### [Brief]
What is wanted is every record, duplicated word for word.

### [Data]
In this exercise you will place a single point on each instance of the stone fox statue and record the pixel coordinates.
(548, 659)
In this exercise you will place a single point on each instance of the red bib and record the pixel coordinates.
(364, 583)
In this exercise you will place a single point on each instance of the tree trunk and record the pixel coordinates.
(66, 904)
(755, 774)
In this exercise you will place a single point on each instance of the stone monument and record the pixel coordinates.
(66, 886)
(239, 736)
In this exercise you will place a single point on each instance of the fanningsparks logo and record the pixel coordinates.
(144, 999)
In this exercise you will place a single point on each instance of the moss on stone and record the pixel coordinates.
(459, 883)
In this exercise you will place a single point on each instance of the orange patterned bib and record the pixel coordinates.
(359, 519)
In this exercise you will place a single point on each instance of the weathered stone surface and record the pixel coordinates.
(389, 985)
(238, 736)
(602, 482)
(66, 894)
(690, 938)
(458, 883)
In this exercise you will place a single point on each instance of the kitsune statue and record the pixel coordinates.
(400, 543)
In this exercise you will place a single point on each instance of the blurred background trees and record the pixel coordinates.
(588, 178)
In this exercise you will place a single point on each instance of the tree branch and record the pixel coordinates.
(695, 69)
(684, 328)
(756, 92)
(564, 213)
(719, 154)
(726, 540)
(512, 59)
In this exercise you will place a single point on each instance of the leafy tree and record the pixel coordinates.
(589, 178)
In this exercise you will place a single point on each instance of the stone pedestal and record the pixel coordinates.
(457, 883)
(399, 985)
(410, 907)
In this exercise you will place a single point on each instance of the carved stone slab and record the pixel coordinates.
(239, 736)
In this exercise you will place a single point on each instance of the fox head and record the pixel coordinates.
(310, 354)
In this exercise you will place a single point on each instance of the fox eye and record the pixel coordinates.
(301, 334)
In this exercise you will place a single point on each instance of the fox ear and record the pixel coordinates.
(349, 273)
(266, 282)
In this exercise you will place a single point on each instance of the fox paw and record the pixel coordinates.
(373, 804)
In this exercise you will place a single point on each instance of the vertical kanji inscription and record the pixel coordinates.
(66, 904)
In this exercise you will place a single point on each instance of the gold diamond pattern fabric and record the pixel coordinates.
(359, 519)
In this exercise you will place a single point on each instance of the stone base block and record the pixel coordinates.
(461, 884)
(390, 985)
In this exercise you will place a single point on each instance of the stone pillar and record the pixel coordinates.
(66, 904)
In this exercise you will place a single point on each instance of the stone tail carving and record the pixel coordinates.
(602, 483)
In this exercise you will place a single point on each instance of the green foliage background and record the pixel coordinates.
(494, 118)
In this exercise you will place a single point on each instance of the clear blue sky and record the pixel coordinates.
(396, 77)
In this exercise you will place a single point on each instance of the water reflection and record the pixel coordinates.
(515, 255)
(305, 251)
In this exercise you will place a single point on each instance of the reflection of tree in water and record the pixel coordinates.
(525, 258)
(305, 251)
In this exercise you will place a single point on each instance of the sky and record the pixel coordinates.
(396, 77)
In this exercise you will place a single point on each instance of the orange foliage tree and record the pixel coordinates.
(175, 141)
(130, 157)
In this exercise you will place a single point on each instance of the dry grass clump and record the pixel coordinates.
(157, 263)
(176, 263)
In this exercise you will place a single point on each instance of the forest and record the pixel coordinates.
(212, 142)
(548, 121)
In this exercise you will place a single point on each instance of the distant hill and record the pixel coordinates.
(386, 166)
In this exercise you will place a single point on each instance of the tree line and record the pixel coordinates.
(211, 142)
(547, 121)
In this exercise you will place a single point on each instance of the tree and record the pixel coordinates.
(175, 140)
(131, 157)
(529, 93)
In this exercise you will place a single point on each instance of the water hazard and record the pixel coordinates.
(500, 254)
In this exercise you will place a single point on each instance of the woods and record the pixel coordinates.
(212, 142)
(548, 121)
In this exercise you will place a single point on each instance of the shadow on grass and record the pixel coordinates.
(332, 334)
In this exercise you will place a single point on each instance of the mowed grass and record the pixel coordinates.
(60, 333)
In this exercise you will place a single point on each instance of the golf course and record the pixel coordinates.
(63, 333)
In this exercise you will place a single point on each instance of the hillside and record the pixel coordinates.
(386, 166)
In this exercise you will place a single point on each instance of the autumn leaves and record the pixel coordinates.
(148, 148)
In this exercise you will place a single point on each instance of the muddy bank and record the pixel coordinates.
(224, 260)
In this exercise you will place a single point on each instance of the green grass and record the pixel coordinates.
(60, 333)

### [Answer]
In this exercise you will place a single point on each instance of the stone fox statue and record the pixel coordinates.
(548, 659)
In this exercise you will place a single point on each instance of the red bib and record the pixel coordinates.
(364, 583)
In this exercise you will place a single point on each instance of the tree trunk and record the pixel coordinates.
(66, 904)
(755, 774)
In this exercise you will place a single point on each instance of the stone monument and record the pixel coordinates.
(66, 886)
(239, 736)
In this exercise you will place a single point on each instance of the fanningsparks logo and record the pixel coordinates.
(144, 999)
In this exercise you will place a single point on each instance of the moss on stone and record the pixel coordinates.
(459, 883)
In this exercise you will place a single point on each instance of the orange patterned bib and record the pixel coordinates.
(359, 519)
In this exercise you will place a single point on each instance of the weathered stone surface and record the pixel coordinates.
(389, 985)
(238, 736)
(602, 482)
(66, 894)
(690, 938)
(458, 883)
In this exercise you will place a single point on each instance of the kitsune statue and record the pixel coordinates.
(400, 543)
In this exercise you will place a single point on each instance of the blurred background trees and record the pixel coordinates.
(588, 178)
In this exercise you will place a single point on each instance of the tree branch and record the pixel coordinates.
(695, 69)
(684, 328)
(756, 92)
(564, 213)
(719, 154)
(726, 540)
(512, 59)
In this exercise you will place a single point on each instance of the leafy tree and record the pixel coordinates.
(589, 178)
In this exercise you will place a single point on each instance of the stone pedestal and record the pixel coordinates.
(457, 883)
(399, 985)
(410, 907)
In this exercise you will place a single point on each instance of the carved stone slab and record the pixel coordinates.
(239, 736)
In this exercise you will place a single point on each instance of the fox head and record the pixel coordinates.
(310, 354)
In this exercise you will place a single point on each instance of the fox eye and record the pixel coordinates.
(301, 334)
In this exercise you will place a single point on each instance of the fox ear and record the pixel coordinates.
(349, 273)
(266, 282)
In this exercise you will place a single point on each instance of the fox paw and record the pixel coordinates.
(373, 804)
In this exercise you will place a single point on each instance of the vertical kanji inscription and record the pixel coordinates.
(66, 904)
In this exercise you will place a single point on each instance of the gold diamond pattern fabric and record the pixel coordinates.
(359, 519)
In this exercise you will place a single point on each instance of the stone base block and record the pixel coordinates.
(461, 884)
(390, 985)
In this exercise you will place a single point on each instance of the stone pillar and record the pixel coordinates.
(66, 904)
In this exercise you will place a single point on each instance of the stone tail carving and record the pixel coordinates.
(602, 483)
In this exercise you will place a single point on each instance of the green foliage background and record the pixel coordinates.
(494, 118)
In this exercise you will place a single point on each instance of the clear blue sky and record the pixel coordinates.
(396, 77)
In this exercise you will place a single point on each instance of the water reflection and record the pixel coordinates.
(515, 255)
(305, 251)
In this exercise you will place a single point on each instance of the reflection of tree in water and record the pixel coordinates.
(525, 258)
(305, 251)
In this exercise you will place a single point on each instance of the sky and record the pixel coordinates.
(396, 77)
In this exercise you will place a single point on each instance of the orange foliage tree and record the pixel coordinates.
(175, 141)
(130, 157)
In this exercise you will place a single point on each instance of the dry grass clump and record the pixel coordinates.
(157, 263)
(176, 263)
In this exercise you will place a single point on each instance of the forest and record the pixel coordinates.
(212, 142)
(548, 121)
In this exercise you will place a single point on each instance of the distant hill and record the pixel coordinates.
(386, 166)
In this exercise you will place a single point on each instance of the tree line and record the pixel coordinates.
(211, 142)
(547, 121)
In this exercise you will place a single point on each instance of the tree and record the pixel coordinates.
(175, 140)
(131, 157)
(529, 93)
In this exercise you will place a single point on each instance of the water hazard and record the pixel coordinates.
(500, 254)
In this exercise you will place a single point on each instance of the woods and record the pixel coordinates.
(212, 142)
(548, 121)
In this exercise you will place a single point on each instance of the shadow on grass and record the pixel coordinates.
(332, 334)
In this exercise you will place a single point on each instance of the mowed grass and record the pixel coordinates.
(60, 333)
In this exercise you will place a single point on each instance of the golf course and record the pixel coordinates.
(63, 333)
In this exercise you will place a single point on each instance of the hillside and record the pixel coordinates.
(386, 166)
In this exercise you will place a single point on each instance of the autumn leaves and record the pixel coordinates.
(148, 148)
In this exercise you will place a single point on each instance of the muddy bank and record the pixel coordinates.
(224, 260)
In this exercise you will place a single point on each instance of the green grass and record the pixel coordinates.
(60, 333)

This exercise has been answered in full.